- [Written task] Rewrite the data below with every "wave" swapped for "surfboard" and nothing else changed. Leave out the pictures.

----------

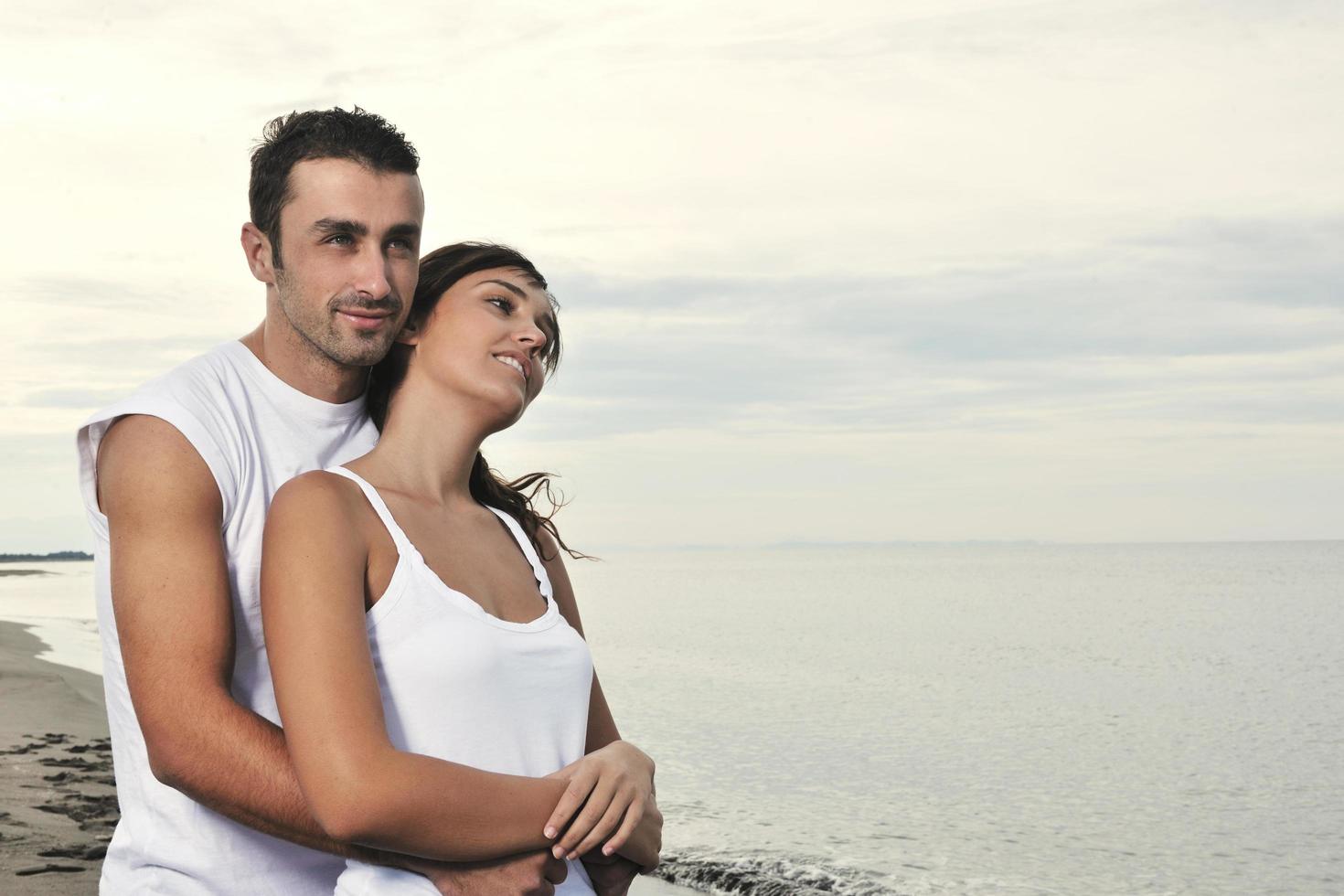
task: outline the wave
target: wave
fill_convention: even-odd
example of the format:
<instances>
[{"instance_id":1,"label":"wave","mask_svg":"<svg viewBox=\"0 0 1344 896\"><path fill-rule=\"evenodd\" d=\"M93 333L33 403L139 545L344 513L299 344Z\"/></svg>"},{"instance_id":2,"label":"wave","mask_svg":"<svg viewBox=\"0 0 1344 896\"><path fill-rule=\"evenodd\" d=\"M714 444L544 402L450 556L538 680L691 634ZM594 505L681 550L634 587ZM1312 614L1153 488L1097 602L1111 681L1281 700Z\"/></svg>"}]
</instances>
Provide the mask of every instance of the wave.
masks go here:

----------

- [The output]
task: outline the surfboard
target: surfboard
fill_convention: even-odd
example of the format:
<instances>
[{"instance_id":1,"label":"surfboard","mask_svg":"<svg viewBox=\"0 0 1344 896\"><path fill-rule=\"evenodd\" d=\"M93 333L33 403L139 545L344 513L299 344Z\"/></svg>"},{"instance_id":2,"label":"surfboard","mask_svg":"<svg viewBox=\"0 0 1344 896\"><path fill-rule=\"evenodd\" d=\"M714 444L544 402L450 556L538 680L691 634ZM594 505L681 550L634 587ZM1312 614L1153 488L1097 602L1111 681L1281 700Z\"/></svg>"}]
</instances>
Provide the mask of every instance of the surfboard.
masks go here:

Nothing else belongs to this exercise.